Arbeitsanweisung:
Gib alle Zeilen von der Zeile mit "Target: metal window grille" bis hinunter zur letzten Zeile unverändert aus, beide eingeschlossen.

Zeilen:

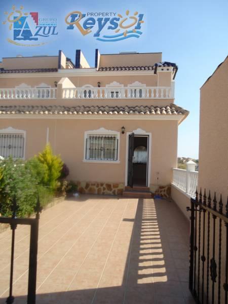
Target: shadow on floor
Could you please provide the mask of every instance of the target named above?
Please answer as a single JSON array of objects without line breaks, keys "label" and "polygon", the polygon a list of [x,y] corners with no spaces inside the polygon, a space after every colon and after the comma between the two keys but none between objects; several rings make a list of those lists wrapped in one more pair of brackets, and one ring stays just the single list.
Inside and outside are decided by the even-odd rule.
[{"label": "shadow on floor", "polygon": [[[189,227],[176,205],[139,199],[135,218],[123,221],[134,222],[134,227],[122,283],[51,293],[47,286],[47,291],[37,293],[36,303],[195,303],[187,287]],[[113,278],[116,271],[113,267]],[[26,299],[19,296],[14,302],[26,303]]]}]

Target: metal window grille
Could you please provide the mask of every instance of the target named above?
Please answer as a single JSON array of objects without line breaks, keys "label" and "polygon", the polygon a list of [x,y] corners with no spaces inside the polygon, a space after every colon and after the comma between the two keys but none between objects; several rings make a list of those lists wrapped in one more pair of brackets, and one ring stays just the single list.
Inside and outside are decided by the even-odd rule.
[{"label": "metal window grille", "polygon": [[23,133],[0,133],[0,156],[13,158],[24,157],[24,135]]},{"label": "metal window grille", "polygon": [[115,135],[89,135],[86,139],[86,159],[117,161],[118,139]]},{"label": "metal window grille", "polygon": [[137,91],[138,91],[138,96],[140,98],[142,98],[142,90],[141,89],[134,89],[131,90],[131,97],[137,97]]},{"label": "metal window grille", "polygon": [[111,91],[111,98],[118,98],[119,97],[119,91]]}]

Antwort zur Aufgabe:
Target: metal window grille
Could you please provide the mask of every instance of the target named above?
Please answer as a single JSON array of objects without line breaks, keys "label" and "polygon", the polygon a list of [x,y] corners with no spaces inside the polygon, a space after every colon and after the comma between the two keys but none between objects; several rings make a list of those lists wrapped in one more pair of brackets, and one ring stays just the single list.
Inside and outside are decided by the even-odd rule.
[{"label": "metal window grille", "polygon": [[23,133],[0,133],[0,156],[13,158],[24,157],[24,135]]},{"label": "metal window grille", "polygon": [[115,135],[89,135],[86,139],[86,159],[117,161],[118,139]]},{"label": "metal window grille", "polygon": [[137,91],[138,91],[138,96],[140,98],[142,98],[142,90],[141,89],[134,89],[131,90],[131,97],[137,97]]},{"label": "metal window grille", "polygon": [[111,91],[111,98],[118,98],[119,97],[119,91]]}]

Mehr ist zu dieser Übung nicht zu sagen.